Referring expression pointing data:
%%

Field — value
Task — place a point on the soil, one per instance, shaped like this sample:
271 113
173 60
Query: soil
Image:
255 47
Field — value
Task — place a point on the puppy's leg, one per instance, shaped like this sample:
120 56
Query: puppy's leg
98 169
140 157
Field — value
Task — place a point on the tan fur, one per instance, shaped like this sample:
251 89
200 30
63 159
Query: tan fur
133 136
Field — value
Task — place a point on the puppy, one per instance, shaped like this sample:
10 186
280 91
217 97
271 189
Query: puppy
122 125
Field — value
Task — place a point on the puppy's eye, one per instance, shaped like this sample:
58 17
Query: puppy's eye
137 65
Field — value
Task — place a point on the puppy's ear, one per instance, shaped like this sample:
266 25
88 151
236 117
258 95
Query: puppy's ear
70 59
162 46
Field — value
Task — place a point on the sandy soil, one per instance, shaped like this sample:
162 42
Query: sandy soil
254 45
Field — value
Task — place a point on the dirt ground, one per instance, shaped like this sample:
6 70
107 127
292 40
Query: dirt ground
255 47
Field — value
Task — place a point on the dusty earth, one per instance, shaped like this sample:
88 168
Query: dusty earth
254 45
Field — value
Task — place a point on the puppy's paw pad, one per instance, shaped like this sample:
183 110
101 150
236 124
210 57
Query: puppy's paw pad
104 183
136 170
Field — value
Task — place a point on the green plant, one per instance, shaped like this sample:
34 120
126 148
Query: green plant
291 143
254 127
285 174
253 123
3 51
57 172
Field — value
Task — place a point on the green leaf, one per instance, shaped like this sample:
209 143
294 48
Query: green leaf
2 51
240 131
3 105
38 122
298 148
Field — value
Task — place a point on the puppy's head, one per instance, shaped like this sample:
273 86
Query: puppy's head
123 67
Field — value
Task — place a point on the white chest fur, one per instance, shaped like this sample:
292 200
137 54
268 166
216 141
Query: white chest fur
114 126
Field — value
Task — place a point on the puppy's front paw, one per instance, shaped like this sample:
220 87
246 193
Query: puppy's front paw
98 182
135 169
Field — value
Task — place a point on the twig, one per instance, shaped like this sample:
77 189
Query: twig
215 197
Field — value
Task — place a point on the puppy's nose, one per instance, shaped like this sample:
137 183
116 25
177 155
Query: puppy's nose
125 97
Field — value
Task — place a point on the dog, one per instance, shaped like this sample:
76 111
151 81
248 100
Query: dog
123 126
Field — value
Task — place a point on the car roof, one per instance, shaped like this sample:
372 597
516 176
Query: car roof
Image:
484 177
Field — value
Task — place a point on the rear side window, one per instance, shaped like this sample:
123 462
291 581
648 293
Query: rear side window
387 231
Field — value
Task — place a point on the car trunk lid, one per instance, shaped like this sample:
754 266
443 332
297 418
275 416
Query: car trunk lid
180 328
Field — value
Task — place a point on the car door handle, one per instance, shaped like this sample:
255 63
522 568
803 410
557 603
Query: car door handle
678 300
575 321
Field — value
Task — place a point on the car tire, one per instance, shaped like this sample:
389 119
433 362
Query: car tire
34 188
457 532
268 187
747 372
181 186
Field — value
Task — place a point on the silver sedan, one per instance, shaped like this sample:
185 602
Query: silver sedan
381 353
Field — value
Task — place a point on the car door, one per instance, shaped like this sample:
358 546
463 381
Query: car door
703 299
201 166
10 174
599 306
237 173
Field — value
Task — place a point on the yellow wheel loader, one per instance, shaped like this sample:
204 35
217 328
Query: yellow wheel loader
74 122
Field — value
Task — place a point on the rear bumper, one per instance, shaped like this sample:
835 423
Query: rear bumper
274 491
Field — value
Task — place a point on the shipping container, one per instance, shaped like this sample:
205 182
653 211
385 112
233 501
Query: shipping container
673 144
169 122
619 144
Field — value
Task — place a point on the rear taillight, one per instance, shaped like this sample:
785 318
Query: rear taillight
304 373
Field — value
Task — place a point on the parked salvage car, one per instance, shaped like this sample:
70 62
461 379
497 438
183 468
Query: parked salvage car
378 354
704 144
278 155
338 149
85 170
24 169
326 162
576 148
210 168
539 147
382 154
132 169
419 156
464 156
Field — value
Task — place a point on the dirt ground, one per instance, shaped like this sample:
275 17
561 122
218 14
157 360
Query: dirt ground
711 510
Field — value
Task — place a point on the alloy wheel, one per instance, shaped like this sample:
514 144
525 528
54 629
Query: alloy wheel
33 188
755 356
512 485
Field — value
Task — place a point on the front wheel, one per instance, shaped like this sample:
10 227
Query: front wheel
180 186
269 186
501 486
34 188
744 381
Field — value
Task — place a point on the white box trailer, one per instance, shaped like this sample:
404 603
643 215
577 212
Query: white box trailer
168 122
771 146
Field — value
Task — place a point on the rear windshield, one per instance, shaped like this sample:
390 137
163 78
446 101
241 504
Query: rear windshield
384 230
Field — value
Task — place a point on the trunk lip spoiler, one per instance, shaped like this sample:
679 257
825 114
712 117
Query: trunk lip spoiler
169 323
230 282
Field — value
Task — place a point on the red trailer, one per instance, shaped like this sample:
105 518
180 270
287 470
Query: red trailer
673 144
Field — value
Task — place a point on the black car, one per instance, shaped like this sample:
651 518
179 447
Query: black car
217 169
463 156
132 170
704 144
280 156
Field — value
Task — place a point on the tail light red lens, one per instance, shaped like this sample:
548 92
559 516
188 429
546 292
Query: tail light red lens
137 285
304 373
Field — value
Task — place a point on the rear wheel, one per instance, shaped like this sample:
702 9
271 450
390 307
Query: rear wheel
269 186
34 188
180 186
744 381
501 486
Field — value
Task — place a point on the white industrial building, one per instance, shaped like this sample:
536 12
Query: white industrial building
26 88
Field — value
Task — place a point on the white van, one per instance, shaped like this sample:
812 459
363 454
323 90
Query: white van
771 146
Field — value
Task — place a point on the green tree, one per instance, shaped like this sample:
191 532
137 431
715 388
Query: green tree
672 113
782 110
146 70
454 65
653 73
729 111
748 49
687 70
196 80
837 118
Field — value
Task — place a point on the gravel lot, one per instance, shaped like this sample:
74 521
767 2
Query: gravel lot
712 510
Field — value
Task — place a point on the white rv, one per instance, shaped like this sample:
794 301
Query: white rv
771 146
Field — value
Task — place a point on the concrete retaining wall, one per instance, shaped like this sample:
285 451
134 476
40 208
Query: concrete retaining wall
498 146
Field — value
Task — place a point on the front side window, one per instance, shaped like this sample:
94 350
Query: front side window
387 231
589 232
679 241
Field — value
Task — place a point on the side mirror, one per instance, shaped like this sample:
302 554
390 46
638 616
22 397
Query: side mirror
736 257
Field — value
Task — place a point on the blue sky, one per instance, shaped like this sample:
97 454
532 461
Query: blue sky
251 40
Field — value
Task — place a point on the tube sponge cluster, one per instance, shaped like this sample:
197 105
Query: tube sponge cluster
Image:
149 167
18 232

%%

An exact transcription of the entries is needed, complete to the final line.

> **WRITTEN ANSWER**:
Field — value
Task — place a point on the soil, one per instance, shaped like this sample:
271 113
173 60
Query: soil
Image:
255 47
Field — value
Task — place a point on the puppy's leg, one per instance, shaped like this sample:
120 56
Query: puppy's leg
98 169
140 157
Field — value
Task — place a point on the tan fur, one per instance, shaped like this sample:
251 89
200 30
63 159
Query: tan fur
133 136
Field — value
Task — place a point on the puppy, one per instance, shaped like this sample:
10 186
280 91
217 97
271 189
Query: puppy
122 125
Field — value
Task — place a point on the puppy's eye, one per instance, shaped like this sample:
58 17
Query: puppy's eye
137 65
Field — value
Task — place a point on the puppy's ear, one per instance, shaped like this sample:
266 25
88 151
236 117
258 95
Query: puppy's ear
70 59
162 46
Field — value
Task — place a point on the sandy soil, one per instance, shaped like this sample:
162 42
Query: sandy soil
254 45
Field — value
Task — place a point on the dirt ground, one per instance, shaped like this sample:
6 70
107 127
292 40
Query: dirt ground
255 47
Field — value
Task — place a point on the dusty earth, one per instance, shaped like this sample:
88 168
Query: dusty earth
254 45
Field — value
Task — place a point on the puppy's paw pad, one per instance, shaped like this sample:
183 110
101 150
236 124
210 57
Query: puppy's paw pad
104 183
136 170
Field — value
Task — place a point on the green plant, one per instance, shaped like this sample:
34 120
126 148
Query: green plant
291 143
254 127
285 174
253 123
3 51
57 172
Field — value
Task — place a point on the green leaf, one per instance, shaped like this sample:
209 143
294 48
Query: green leaf
2 51
240 131
3 105
38 122
298 148
Field — value
Task — place a point on the puppy's head, one per instance, shaped like this sample:
273 86
Query: puppy's head
123 67
Field — value
Task — place a point on the white chest fur, one per instance, shaped like this sample:
292 200
137 54
268 166
216 141
Query: white chest fur
114 126
Field — value
Task — place a point on the puppy's front paw, one per instance, shaped like this sample:
220 87
246 193
Query: puppy's front paw
98 182
135 169
Field — value
Task — place a point on the twig, one per instance, shaped like this sample:
77 189
Query: twig
215 197
Field — value
Task — place a point on the puppy's nose, one per instance, shaped like this sample:
137 183
116 25
177 155
Query: puppy's nose
125 97
Field — value
Task — place a point on the dog, one per instance, shaped like this sample:
76 111
151 81
248 100
Query: dog
123 126
Field — value
Task — place a point on the car roof, one per instance, shaped like this sample:
372 597
516 176
Query: car roof
Image:
484 177
Field — value
Task — place a point on the rear side window, one per instance, shaped like this sample:
123 462
291 581
648 293
Query: rear side window
387 231
Field — value
Task — place a point on the car trunk lid, one per instance, shaped like this sample:
754 266
443 332
297 418
275 416
Query: car trunk lid
180 328
Field — value
Task — place a point on the car door handle, one per instance, shaped like this sample:
255 63
522 568
803 410
557 603
Query: car door handle
678 300
575 321
Field — value
Task — place a point on the car tire, one per instance, shaped like this sample:
389 119
433 362
Query: car tire
34 188
457 532
268 187
747 372
181 186
Field — value
Task — place a point on the silver sedan, one per instance, shaped like this sample:
185 602
Query: silver sedan
381 353
Field — value
Task — place a point on the car door, one per instance, shaped like this sample:
358 546
463 381
Query: car door
703 299
201 166
10 174
599 306
237 173
Field — value
Task — place a point on the yellow wheel loader, one per instance, shaped like this sample:
204 35
217 328
Query: yellow wheel loader
74 122
Field — value
Task — place a point on the rear bumper, one per instance, shaped like this sample:
835 423
Query: rear bumper
274 491
Field — value
Task — place a point on the shipping container, one per instance, shaped like this sample:
205 182
653 211
385 112
233 501
Query: shipping container
673 144
169 122
619 144
Field — value
Task — place a point on the rear taillight, one per instance, shaped like this sample:
785 318
Query: rear taillight
304 373
Field — value
Task — place a point on the parked salvage car, one per instance, shaped like this sample:
70 62
461 379
497 438
183 468
Query: parked salvage car
378 354
704 144
278 155
338 149
85 170
24 169
326 162
576 148
210 168
539 147
382 154
132 169
419 156
464 156
Field — value
Task — place a point on the dirt ground, one per instance, shaped like this sample:
275 17
561 122
218 14
157 360
Query: dirt ground
711 510
Field — value
Task — place a point on the alloy wheel, one per instance, shaped like this sample:
514 144
525 528
54 629
Query: alloy wheel
33 188
755 356
512 485
Field — value
Task — place a point on the front wheel, one per instance, shaped like this sample:
10 227
Query: front wheel
180 186
269 186
501 486
34 188
744 381
Field — value
Task — place a point on the white box trailer, one per instance, shaped like this sample:
404 603
643 215
577 212
Query: white box trailer
168 122
771 146
Field — value
Task — place a point on the rear windshield, one per instance, shaped like this sample:
390 137
163 78
446 101
241 504
Query: rear windshield
384 230
Field — value
Task — place a point on the trunk lip spoiler, one per instance, shaped like this sample:
679 257
825 114
712 117
Query: trunk lip spoiler
169 323
230 282
Field — value
Task — place a point on the red trailer, one per instance, shaped like this sample:
105 518
180 270
287 470
Query: red trailer
673 144
Field — value
Task — place a point on the black car, one per instance, shaped like this sample:
651 518
179 447
Query: black car
217 169
463 156
132 170
704 144
280 156
Field — value
Task — place a point on the tail light red lens, one per instance, shaped like this sample:
548 92
559 516
188 429
546 292
Query: tail light red lens
137 285
304 373
Field — value
Task — place a point on the rear wheel, one per instance, shaped like this sample:
702 9
271 450
390 307
Query: rear wheel
269 186
34 188
180 186
744 381
501 486
Field — value
Task — place a point on the white industrial building, one per instance, shaped like this sample:
536 12
Query: white industrial building
26 88
Field — value
Task — place a point on the white van, one per instance, shaped like this sample:
812 459
363 454
323 90
Query: white van
771 146
Field — value
Task — place a point on the green tree, one per instance, shaped like this sample:
191 532
137 431
715 388
Query: green tree
672 113
782 110
146 70
454 65
653 73
729 111
748 49
687 70
196 80
837 118
Field — value
Task — place a point on the gravel lot, one per instance, shaped like this sample:
74 521
767 2
Query: gravel lot
712 510
Field — value
Task — place a point on the white rv, one per instance, shaped like this sample:
794 301
Query: white rv
771 146
Field — value
Task — place a point on the concrete retaining wall, one per instance, shaped like this sample:
285 451
134 476
40 208
Query: concrete retaining wall
498 146
Field — value
Task — place a point on the front side window, one per instance, shaped like this sample:
94 350
Query: front side window
387 231
589 232
679 241
Field — value
Task — place a point on the side mirror, one per instance, shaped like this sample:
302 554
390 46
638 616
22 397
Query: side mirror
736 257
Field — value
Task — place a point on the blue sky, one per instance, shaped like this sample:
97 454
532 461
Query: blue sky
251 40
Field — value
Task — place a point on the tube sponge cluster, one per instance, shaped like this sample:
197 105
Query: tube sponge cluster
Image:
149 167
18 232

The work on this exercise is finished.